Please reproduce the records word for word, starting at their beginning and ending at the line containing "box: [0, 268, 557, 427]", with both ends included. Leave the pictures out of your answer.
******
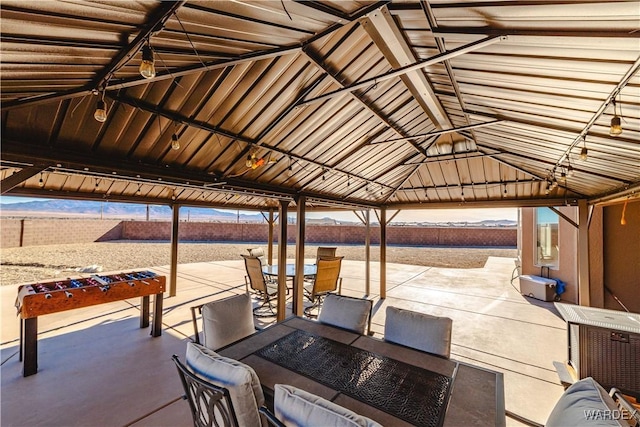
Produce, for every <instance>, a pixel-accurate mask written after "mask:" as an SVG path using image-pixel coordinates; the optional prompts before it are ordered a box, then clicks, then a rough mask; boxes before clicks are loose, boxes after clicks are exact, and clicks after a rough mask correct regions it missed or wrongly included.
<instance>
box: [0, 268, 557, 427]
mask: <svg viewBox="0 0 640 427" xmlns="http://www.w3.org/2000/svg"><path fill="white" fill-rule="evenodd" d="M312 262H313V261H310V263H312ZM512 265H513V260H511V259H503V258H489V261H488V263H487V265H486V266H485V268H482V269H467V270H458V269H445V268H430V267H420V266H410V265H399V264H388V285H389V288H388V294H387V298H386V299H385V300H380V299H379V297H378V295H377V294H376V293H375V290H376V284H377V280H378V278H377V276H376V273H375V272H376V263H373V269H372V273H373V274H372V276H373V277H372V282H373V283H372V290H373V291H374V292H372V293H371V294H370V295H364V292H363V290H364V281H363V279H362V278H363V277H364V274H363V273H364V271H363V269H364V263H362V262H358V261H349V260H346V261H344V262H343V265H342V269H341V275H342V277H343V278H344V284H343V289H342V293H343V294H344V296H346V297H351V298H354V299H364V300H367V301H370V302H371V304H372V307H371V305H370V307H371V310H372V311H371V313H372V316H371V317H368V316H367V317H368V319H367V320H366V321H367V323H368V322H369V321H370V322H371V323H370V330H371V332H372V333H373V336H368V334H367V332H368V329H367V326H365V329H364V330H363V331H362V332H360V331H359V332H349V331H346V330H344V329H342V328H335V327H334V326H331V325H321V324H320V322H321V321H322V320H323V316H322V313H323V310H327V309H329V310H331V305H330V304H331V303H329V305H324V306H323V307H322V309H321V311H320V313H321V316H320V317H319V319H318V320H313V321H312V320H302V319H300V320H301V321H304V322H305V324H306V323H309V322H313V324H316V325H318V326H322V328H328V329H325V331H326V330H329V331H333V330H336V331H341V333H345V334H348V336H354V337H361V338H359V340H360V343H361V345H360V347H362V348H361V350H367V351H373V352H374V353H376V354H382V355H384V353H381V351H382V350H384V346H392V348H393V349H394V351H393V352H392V353H390V355H391V357H397V355H398V354H399V353H398V349H403V351H406V352H409V353H410V352H413V351H415V352H419V353H420V354H423V351H421V350H412V349H411V348H409V347H410V343H400V345H398V344H394V343H391V342H387V341H388V340H387V337H385V335H386V328H387V326H386V325H387V313H388V312H387V307H396V308H401V309H403V310H407V311H411V312H415V313H423V314H428V315H432V316H438V317H446V318H449V319H451V320H452V327H451V343H450V348H451V350H450V359H449V360H448V361H447V359H446V358H443V357H438V356H429V357H428V358H427V359H428V360H430V361H431V362H430V363H452V364H458V365H460V366H464V367H471V368H469V369H471V371H469V372H474V370H475V369H480V370H482V372H489V373H490V372H495V373H499V374H500V375H501V376H502V377H503V380H504V388H503V392H504V404H505V408H506V411H507V413H508V414H510V413H513V414H517V415H518V416H520V417H523V418H525V419H529V420H532V421H535V422H538V423H540V424H543V423H544V422H545V420H546V418H547V416H548V415H549V413H550V412H551V410H552V409H553V407H554V406H555V404H556V402H557V400H558V399H559V398H560V396H561V395H562V393H563V390H564V389H563V387H562V386H561V385H560V383H559V381H558V378H557V374H556V373H555V371H554V368H553V365H552V361H553V360H563V358H564V357H565V350H566V330H565V324H564V321H563V320H562V319H561V318H560V317H559V316H558V315H557V313H556V312H555V310H554V307H553V304H552V303H545V302H532V300H530V299H526V298H525V297H523V296H521V295H520V294H519V293H518V292H517V290H516V289H514V288H513V287H512V286H511V284H510V277H511V269H512ZM154 271H155V272H157V273H158V274H160V275H162V274H167V272H168V266H165V267H159V268H154ZM245 273H246V270H245V268H244V265H243V262H242V260H238V261H219V262H210V263H198V264H183V265H180V266H179V268H178V290H179V292H178V295H177V296H176V297H171V298H165V301H164V302H165V304H164V310H163V311H164V316H163V329H164V330H163V334H162V336H161V337H157V338H152V337H150V336H149V335H148V331H147V330H145V329H140V328H139V327H138V324H137V323H138V318H137V316H138V309H139V306H138V305H137V304H136V303H135V302H128V301H121V302H114V303H111V304H103V305H99V306H96V307H93V308H87V309H82V310H73V311H69V312H66V313H59V314H51V315H47V316H44V317H42V319H41V320H40V338H39V341H40V342H39V344H40V345H39V349H38V350H39V352H40V356H41V357H40V364H39V370H38V373H37V374H36V375H32V376H30V377H28V378H23V377H22V364H21V363H20V361H19V360H18V355H17V348H18V342H17V338H18V334H19V331H18V321H17V319H16V318H15V317H13V315H12V314H11V312H10V309H9V308H7V307H3V324H5V325H6V326H5V327H4V328H3V339H2V342H3V343H4V344H3V346H2V360H3V368H2V384H3V401H2V405H3V407H2V409H3V411H2V421H3V424H4V423H5V422H6V423H7V425H24V424H29V425H47V424H56V425H61V424H64V425H87V424H94V423H96V422H99V423H100V424H101V425H135V426H158V425H172V426H180V425H184V426H188V425H192V419H191V411H190V408H189V405H188V403H187V402H186V401H184V400H183V399H182V397H181V396H182V395H183V394H184V391H183V387H182V385H181V382H180V379H179V377H178V375H177V374H176V366H175V363H174V362H173V361H172V359H171V356H172V355H174V354H175V355H177V356H178V357H179V358H180V360H186V359H185V355H186V348H187V344H188V343H189V342H193V341H195V332H194V327H193V320H192V313H193V312H192V311H191V307H194V306H198V305H203V308H204V307H205V306H206V304H208V303H211V302H213V301H218V300H222V299H224V298H228V297H232V298H234V299H235V296H236V295H245V294H246V289H245V285H244V275H245ZM2 291H3V292H8V291H9V289H2ZM8 299H9V298H3V301H7V300H8ZM240 299H241V298H238V301H239V300H240ZM331 299H332V297H331V298H330V299H329V301H331ZM251 301H252V304H253V306H259V305H260V304H261V301H260V299H259V298H258V297H257V296H256V295H252V297H251ZM326 303H327V301H326V300H325V304H326ZM390 310H393V309H390ZM238 311H239V310H238ZM205 312H206V311H204V310H203V313H205ZM325 313H326V312H325ZM367 314H368V313H367ZM196 317H197V322H198V324H199V325H200V324H202V319H201V317H200V315H199V314H198V312H197V311H196ZM253 319H254V326H255V327H257V328H258V329H260V330H264V331H257V332H255V333H254V331H251V338H250V339H247V341H246V342H247V343H249V342H250V341H248V340H259V342H261V343H262V345H261V346H260V347H263V346H264V345H266V344H267V342H264V341H260V340H264V339H266V338H265V337H267V336H268V334H267V333H266V331H268V330H272V331H276V329H271V328H268V329H265V328H267V327H269V326H270V325H272V324H274V323H275V318H274V317H271V318H268V317H254V318H253ZM12 325H13V328H12V327H11V326H12ZM205 325H207V323H205ZM282 328H285V329H286V328H287V327H286V326H285V325H282V326H281V327H280V329H282ZM288 328H291V327H288ZM204 329H205V331H204V333H206V332H207V326H205V328H204ZM287 330H290V329H287ZM312 332H313V333H315V334H317V333H318V331H317V330H315V331H312ZM204 333H203V334H202V335H204ZM271 333H275V332H271ZM332 336H333V333H332ZM525 336H526V339H523V337H525ZM261 337H262V338H261ZM281 337H282V336H279V337H278V338H281ZM207 340H208V338H204V337H203V340H202V342H203V343H206V342H207ZM243 342H244V341H243ZM217 345H219V344H214V346H217ZM247 345H249V344H247ZM372 345H373V346H374V347H376V348H375V349H374V348H372V347H370V346H372ZM245 347H246V346H245ZM381 349H382V350H381ZM237 350H238V349H237ZM240 350H242V346H240ZM226 351H236V350H233V348H231V349H229V348H227V350H226ZM238 351H239V350H238ZM243 351H247V348H244V350H243ZM358 351H360V350H358ZM221 353H222V354H223V355H226V357H232V358H234V359H236V357H233V355H231V354H229V353H225V350H224V349H223V350H221ZM425 354H426V353H425ZM427 359H424V360H427ZM408 360H409V359H408ZM438 361H439V362H438ZM270 363H272V362H270ZM434 366H435V365H434ZM451 366H453V365H451ZM427 369H428V370H433V367H432V368H431V369H429V367H427ZM257 372H258V375H259V377H260V381H261V383H262V384H263V385H265V384H267V386H269V385H270V386H271V387H273V386H275V384H276V383H273V384H270V381H271V380H269V379H267V378H266V377H265V378H263V376H264V375H265V374H263V376H260V373H259V372H260V370H259V369H258V370H257ZM266 372H269V373H273V374H274V375H275V373H277V372H278V369H267V371H266ZM460 372H464V370H462V371H460ZM478 372H479V371H478ZM297 375H300V374H297ZM491 375H495V374H491ZM278 383H284V384H287V383H286V382H283V381H280V382H278ZM460 384H462V382H461V383H460ZM460 384H459V385H460ZM289 385H291V386H294V387H298V388H301V389H302V390H305V391H307V392H309V393H312V394H315V395H319V396H320V397H321V398H323V399H326V396H325V397H322V394H321V393H317V391H318V390H317V389H315V388H313V387H312V388H311V389H309V388H307V389H305V388H304V387H301V386H300V384H295V383H294V384H289ZM485 385H486V383H485ZM322 387H326V386H322ZM458 390H460V389H458ZM314 391H316V392H315V393H314ZM489 394H490V393H489ZM341 395H342V394H341ZM53 396H60V397H59V398H53ZM344 396H346V395H344ZM470 396H472V397H473V398H471V397H468V399H469V401H468V402H466V403H465V405H466V406H468V407H473V405H474V399H480V400H479V401H478V402H475V404H481V402H482V399H486V396H487V390H486V388H483V387H476V390H475V391H474V393H472V394H470ZM347 397H348V396H347ZM347 397H343V398H342V400H341V401H344V402H343V403H348V404H346V405H340V406H346V407H347V408H349V407H350V408H351V409H350V410H352V411H353V412H355V413H358V414H360V415H363V416H367V413H366V411H364V412H362V411H358V410H354V409H353V408H360V406H358V405H355V404H354V403H353V401H352V400H353V398H351V397H349V398H348V399H347ZM269 399H271V400H272V399H273V397H272V396H269ZM492 399H493V401H494V402H495V401H499V396H498V397H496V398H492ZM329 400H330V399H329ZM125 402H126V405H125ZM349 402H350V403H349ZM334 403H337V404H339V402H335V401H334ZM34 406H35V407H38V408H40V409H41V411H37V412H34V411H29V410H28V407H34ZM374 412H375V411H374ZM275 415H276V416H277V412H276V413H275ZM377 416H379V415H377ZM446 419H447V418H446V417H445V425H454V424H451V422H450V423H449V424H447V422H446ZM506 424H507V425H522V424H521V423H520V422H518V421H517V420H516V419H515V418H512V417H507V418H506ZM383 425H385V424H384V423H383Z"/></svg>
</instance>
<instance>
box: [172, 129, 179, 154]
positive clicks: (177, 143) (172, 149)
mask: <svg viewBox="0 0 640 427" xmlns="http://www.w3.org/2000/svg"><path fill="white" fill-rule="evenodd" d="M173 126H174V130H173V135H171V149H172V150H179V149H180V141H179V140H178V133H177V130H178V125H177V124H176V123H174V124H173Z"/></svg>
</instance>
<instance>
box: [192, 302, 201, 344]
mask: <svg viewBox="0 0 640 427" xmlns="http://www.w3.org/2000/svg"><path fill="white" fill-rule="evenodd" d="M203 305H204V304H200V305H194V306H193V307H191V320H192V321H193V330H194V333H195V335H194V336H195V343H196V344H200V332H198V320H197V319H196V310H198V311H199V312H200V314H202V306H203Z"/></svg>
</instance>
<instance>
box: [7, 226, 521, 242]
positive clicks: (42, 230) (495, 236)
mask: <svg viewBox="0 0 640 427" xmlns="http://www.w3.org/2000/svg"><path fill="white" fill-rule="evenodd" d="M268 232H269V231H268V226H267V224H254V223H219V222H180V227H179V239H180V241H182V242H206V241H210V242H266V241H267V239H268ZM305 232H306V233H305V234H306V241H307V242H308V243H323V244H324V243H334V244H358V245H361V244H364V241H365V236H366V228H365V227H364V226H362V225H307V227H306V230H305ZM287 236H288V243H295V240H296V239H295V237H296V226H295V225H288V229H287ZM0 237H1V239H2V240H1V247H3V248H11V247H20V246H35V245H53V244H64V243H84V242H106V241H110V240H154V241H168V240H170V239H171V222H169V221H120V220H98V219H95V220H90V219H87V220H83V219H6V220H5V219H3V220H2V222H1V233H0ZM274 240H275V241H276V242H277V240H278V231H277V225H276V227H275V230H274ZM371 243H372V244H379V243H380V228H379V227H371ZM387 244H389V245H406V246H495V247H516V245H517V228H516V227H417V226H416V227H407V226H389V227H387Z"/></svg>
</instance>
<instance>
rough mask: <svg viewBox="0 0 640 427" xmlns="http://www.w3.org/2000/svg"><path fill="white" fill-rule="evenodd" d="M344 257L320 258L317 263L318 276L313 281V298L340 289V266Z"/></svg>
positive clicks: (311, 296) (332, 291) (341, 266)
mask: <svg viewBox="0 0 640 427" xmlns="http://www.w3.org/2000/svg"><path fill="white" fill-rule="evenodd" d="M343 258H344V257H334V258H320V259H319V260H318V264H317V272H316V278H315V280H314V282H313V290H312V291H311V298H312V299H314V298H315V297H316V296H318V295H324V294H327V293H329V292H334V291H336V290H337V289H338V279H339V278H340V268H341V267H342V259H343Z"/></svg>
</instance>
******
Answer area
Produce, for every <instance>, a pixel-accurate mask written after "mask:" as an SVG path using image-pixel coordinates; the optional prompts before it are ordered a box, then clicks, then a rough mask; boxes before clicks are loose, boxes after clicks are exact, and clicks after a rough mask correct regions it missed or wrongly included.
<instance>
box: [0, 268, 557, 427]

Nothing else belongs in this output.